» Items:
▼▼▼
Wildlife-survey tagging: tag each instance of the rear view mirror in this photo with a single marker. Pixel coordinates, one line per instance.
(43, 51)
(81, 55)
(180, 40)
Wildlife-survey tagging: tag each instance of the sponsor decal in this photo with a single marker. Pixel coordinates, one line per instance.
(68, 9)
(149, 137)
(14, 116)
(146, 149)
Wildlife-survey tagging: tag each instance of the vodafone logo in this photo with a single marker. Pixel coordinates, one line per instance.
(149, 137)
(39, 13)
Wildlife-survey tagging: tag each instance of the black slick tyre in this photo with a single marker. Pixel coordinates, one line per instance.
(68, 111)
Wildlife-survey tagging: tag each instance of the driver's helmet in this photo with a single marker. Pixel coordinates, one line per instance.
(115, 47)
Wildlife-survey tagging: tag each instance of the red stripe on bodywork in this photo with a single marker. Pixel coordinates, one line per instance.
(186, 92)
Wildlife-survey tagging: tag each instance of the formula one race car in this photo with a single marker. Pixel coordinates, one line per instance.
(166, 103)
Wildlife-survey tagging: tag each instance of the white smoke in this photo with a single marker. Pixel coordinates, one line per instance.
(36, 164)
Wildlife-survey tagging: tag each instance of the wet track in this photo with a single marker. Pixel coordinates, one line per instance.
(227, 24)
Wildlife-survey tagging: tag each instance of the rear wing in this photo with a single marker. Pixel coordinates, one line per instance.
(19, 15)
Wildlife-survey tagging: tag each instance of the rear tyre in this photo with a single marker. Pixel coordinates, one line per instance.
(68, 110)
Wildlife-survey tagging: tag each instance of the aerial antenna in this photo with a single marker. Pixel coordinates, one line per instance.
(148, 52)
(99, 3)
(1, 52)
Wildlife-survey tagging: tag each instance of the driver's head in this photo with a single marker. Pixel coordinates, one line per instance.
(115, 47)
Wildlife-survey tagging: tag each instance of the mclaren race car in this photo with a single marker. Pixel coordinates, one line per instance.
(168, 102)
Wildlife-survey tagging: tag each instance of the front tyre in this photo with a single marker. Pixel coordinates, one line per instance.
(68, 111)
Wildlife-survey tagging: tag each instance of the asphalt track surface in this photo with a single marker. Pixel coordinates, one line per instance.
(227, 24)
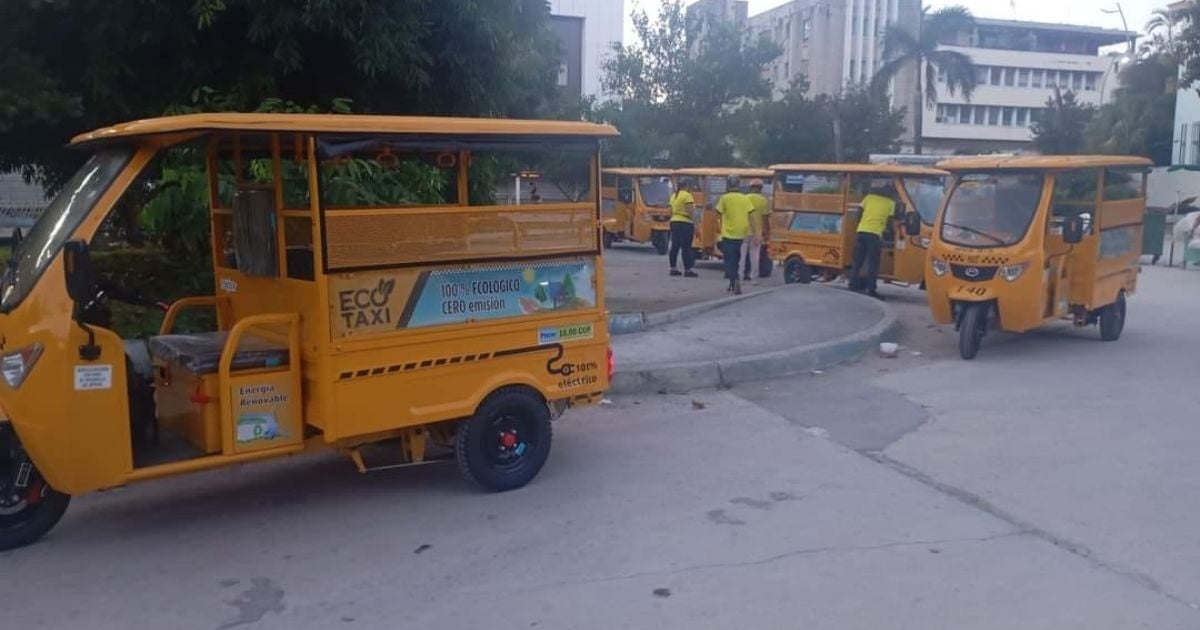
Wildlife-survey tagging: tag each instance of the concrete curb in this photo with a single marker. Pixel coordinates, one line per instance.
(630, 323)
(727, 372)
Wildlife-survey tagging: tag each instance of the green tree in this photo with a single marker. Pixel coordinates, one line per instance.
(67, 67)
(1140, 118)
(921, 51)
(1060, 129)
(677, 100)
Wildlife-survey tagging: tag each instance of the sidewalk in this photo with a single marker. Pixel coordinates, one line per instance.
(784, 331)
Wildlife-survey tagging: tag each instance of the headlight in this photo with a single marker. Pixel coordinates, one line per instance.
(1012, 273)
(17, 364)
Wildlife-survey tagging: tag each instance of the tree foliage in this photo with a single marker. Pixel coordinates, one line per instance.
(847, 127)
(678, 94)
(921, 51)
(70, 66)
(1140, 117)
(1060, 129)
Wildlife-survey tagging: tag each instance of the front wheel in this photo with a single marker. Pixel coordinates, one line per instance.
(507, 442)
(796, 271)
(29, 507)
(1113, 319)
(971, 329)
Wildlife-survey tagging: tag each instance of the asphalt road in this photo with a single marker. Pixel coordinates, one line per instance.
(1051, 484)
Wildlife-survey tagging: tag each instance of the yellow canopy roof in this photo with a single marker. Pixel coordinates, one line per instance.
(347, 124)
(883, 169)
(1045, 162)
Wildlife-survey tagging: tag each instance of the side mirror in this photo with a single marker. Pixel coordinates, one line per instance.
(912, 223)
(79, 274)
(1073, 229)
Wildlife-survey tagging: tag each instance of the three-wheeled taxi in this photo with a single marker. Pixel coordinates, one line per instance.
(1024, 241)
(817, 208)
(375, 285)
(637, 203)
(709, 185)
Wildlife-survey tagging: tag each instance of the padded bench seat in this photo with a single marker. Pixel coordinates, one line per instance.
(201, 353)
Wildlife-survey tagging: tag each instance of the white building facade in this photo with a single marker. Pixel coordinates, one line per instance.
(1019, 65)
(587, 29)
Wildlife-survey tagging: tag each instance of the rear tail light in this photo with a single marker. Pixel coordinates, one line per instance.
(16, 365)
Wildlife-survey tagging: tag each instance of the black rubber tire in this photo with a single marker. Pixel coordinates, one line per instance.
(797, 271)
(30, 523)
(971, 330)
(661, 241)
(474, 438)
(1113, 319)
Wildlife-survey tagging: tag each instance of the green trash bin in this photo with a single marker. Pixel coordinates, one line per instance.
(1153, 234)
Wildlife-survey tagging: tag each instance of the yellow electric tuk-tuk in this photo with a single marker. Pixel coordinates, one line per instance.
(375, 285)
(1024, 241)
(637, 203)
(709, 185)
(816, 214)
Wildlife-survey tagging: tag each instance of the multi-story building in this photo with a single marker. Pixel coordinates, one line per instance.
(587, 30)
(1019, 65)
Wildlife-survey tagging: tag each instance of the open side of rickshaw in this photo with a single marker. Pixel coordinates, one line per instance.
(817, 208)
(1025, 241)
(375, 285)
(636, 203)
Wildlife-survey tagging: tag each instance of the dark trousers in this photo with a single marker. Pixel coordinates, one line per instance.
(868, 250)
(682, 234)
(731, 250)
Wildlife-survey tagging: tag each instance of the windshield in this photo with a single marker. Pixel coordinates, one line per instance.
(991, 210)
(655, 191)
(58, 222)
(927, 195)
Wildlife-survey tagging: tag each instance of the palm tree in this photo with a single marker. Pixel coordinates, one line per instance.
(904, 48)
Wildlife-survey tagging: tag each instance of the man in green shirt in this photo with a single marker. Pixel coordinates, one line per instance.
(683, 228)
(736, 210)
(879, 207)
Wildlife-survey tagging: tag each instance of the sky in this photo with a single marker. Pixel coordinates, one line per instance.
(1083, 12)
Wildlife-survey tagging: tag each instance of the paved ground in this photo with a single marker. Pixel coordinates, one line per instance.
(1051, 484)
(636, 281)
(786, 318)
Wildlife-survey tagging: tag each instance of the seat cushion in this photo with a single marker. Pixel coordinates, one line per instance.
(201, 353)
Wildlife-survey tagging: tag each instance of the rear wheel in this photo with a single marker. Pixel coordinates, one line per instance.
(29, 507)
(1113, 319)
(661, 241)
(971, 329)
(507, 442)
(796, 271)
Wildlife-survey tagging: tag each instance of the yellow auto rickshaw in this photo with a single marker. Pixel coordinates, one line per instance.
(711, 184)
(636, 203)
(817, 208)
(376, 283)
(1024, 241)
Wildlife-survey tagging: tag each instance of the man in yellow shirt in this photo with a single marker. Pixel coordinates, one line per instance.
(760, 229)
(736, 210)
(683, 228)
(879, 207)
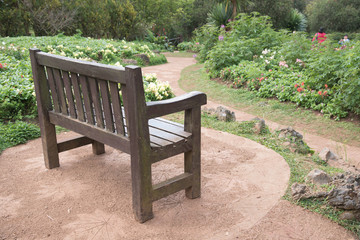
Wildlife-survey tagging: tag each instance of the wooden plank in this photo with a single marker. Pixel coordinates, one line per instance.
(106, 102)
(91, 69)
(192, 158)
(177, 104)
(95, 97)
(135, 109)
(170, 122)
(48, 133)
(113, 140)
(171, 186)
(87, 100)
(159, 141)
(160, 153)
(52, 85)
(60, 90)
(74, 142)
(168, 127)
(69, 94)
(164, 135)
(118, 116)
(78, 98)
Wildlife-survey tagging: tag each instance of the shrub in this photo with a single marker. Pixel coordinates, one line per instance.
(156, 90)
(14, 133)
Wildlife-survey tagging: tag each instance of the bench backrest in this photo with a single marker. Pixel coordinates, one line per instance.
(89, 92)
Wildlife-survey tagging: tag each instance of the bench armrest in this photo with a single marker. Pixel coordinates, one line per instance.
(176, 104)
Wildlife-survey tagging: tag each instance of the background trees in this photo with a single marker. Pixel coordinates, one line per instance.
(131, 19)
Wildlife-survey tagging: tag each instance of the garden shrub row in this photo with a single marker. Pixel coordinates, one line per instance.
(287, 65)
(17, 97)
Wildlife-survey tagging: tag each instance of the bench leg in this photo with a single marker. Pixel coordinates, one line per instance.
(49, 143)
(192, 158)
(98, 148)
(192, 165)
(141, 189)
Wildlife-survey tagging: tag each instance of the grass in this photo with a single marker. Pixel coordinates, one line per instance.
(300, 164)
(179, 54)
(348, 132)
(195, 78)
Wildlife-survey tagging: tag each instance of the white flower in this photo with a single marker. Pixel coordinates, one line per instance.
(118, 64)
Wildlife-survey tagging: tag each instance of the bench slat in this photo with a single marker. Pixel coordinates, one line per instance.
(164, 135)
(78, 99)
(105, 97)
(168, 127)
(87, 100)
(159, 142)
(74, 142)
(171, 186)
(52, 86)
(60, 91)
(116, 102)
(113, 140)
(69, 94)
(95, 97)
(91, 69)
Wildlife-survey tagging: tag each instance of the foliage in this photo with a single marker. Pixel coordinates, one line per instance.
(286, 66)
(278, 11)
(340, 15)
(14, 133)
(156, 90)
(14, 20)
(17, 97)
(297, 21)
(220, 14)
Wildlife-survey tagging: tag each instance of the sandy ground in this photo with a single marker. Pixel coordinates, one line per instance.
(89, 197)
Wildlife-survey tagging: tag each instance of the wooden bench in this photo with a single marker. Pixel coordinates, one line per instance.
(85, 97)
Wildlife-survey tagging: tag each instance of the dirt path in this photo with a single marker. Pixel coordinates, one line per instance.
(89, 197)
(284, 221)
(350, 154)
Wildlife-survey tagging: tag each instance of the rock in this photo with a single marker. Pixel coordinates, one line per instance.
(344, 198)
(289, 132)
(143, 57)
(350, 215)
(318, 177)
(298, 190)
(327, 155)
(259, 126)
(224, 114)
(129, 62)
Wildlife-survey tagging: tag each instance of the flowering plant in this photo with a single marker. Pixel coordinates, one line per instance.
(156, 90)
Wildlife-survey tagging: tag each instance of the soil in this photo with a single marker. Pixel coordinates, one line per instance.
(89, 197)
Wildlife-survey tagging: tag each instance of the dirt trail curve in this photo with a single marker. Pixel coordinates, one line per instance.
(284, 220)
(89, 197)
(171, 72)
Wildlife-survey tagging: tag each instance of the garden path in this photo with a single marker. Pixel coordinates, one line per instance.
(284, 220)
(89, 197)
(171, 72)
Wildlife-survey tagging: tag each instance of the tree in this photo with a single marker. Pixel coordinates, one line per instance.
(279, 10)
(339, 15)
▲▲▲
» Aim of the exercise:
Restate word for word the lines from the one holding "Wildlife-survey tagging: tag each instance of the sandy" to the end of the listing, both ends included, and nothing more.

» Exercise answer:
Wildlife-survey tagging: tag each instance of the sandy ground in this photo with a single marker. Pixel coordinates, one line per instance.
(89, 197)
Wildlife-survey tagging: tag each instance of the wooden bench in this photo with a single marker. Pixel coordinates, one line per instance.
(85, 97)
Wildlife-survey tagging: tag each instance of the dirt path in this photo with a single marker. Pixel coordinates, one line per instance.
(89, 197)
(284, 221)
(350, 154)
Wildlife-survey tagging: tag each instance of the rock in this photo with a single marker. Pixel coordinates, one line per instance.
(344, 198)
(289, 132)
(143, 57)
(350, 215)
(318, 177)
(298, 190)
(327, 155)
(259, 126)
(224, 114)
(129, 62)
Wildlife-survey tagging: tag each instance of the flowering plant in this photo with a single marker. Pixel coordinates, one line per instance.
(156, 90)
Wildlife-survey tagging: tag each instance of the soil in this photo with a single marker. Pixel coordinates, one line per instance.
(89, 197)
Wildlife-survey tagging: tag each instance of the dirt trail curve in this photo with a single marker. Pixel coordinates, one line per instance.
(284, 220)
(89, 197)
(171, 72)
Wildlife-survey tagging: tag each instance of the garden path in this photo with a single marker. Pixel coordinates, one line per instance.
(284, 220)
(89, 197)
(171, 72)
Wildlife-survey tagging: tag each instance of the tree in this photo with a single marker. Pixel coordinates, one line per instance.
(279, 10)
(339, 15)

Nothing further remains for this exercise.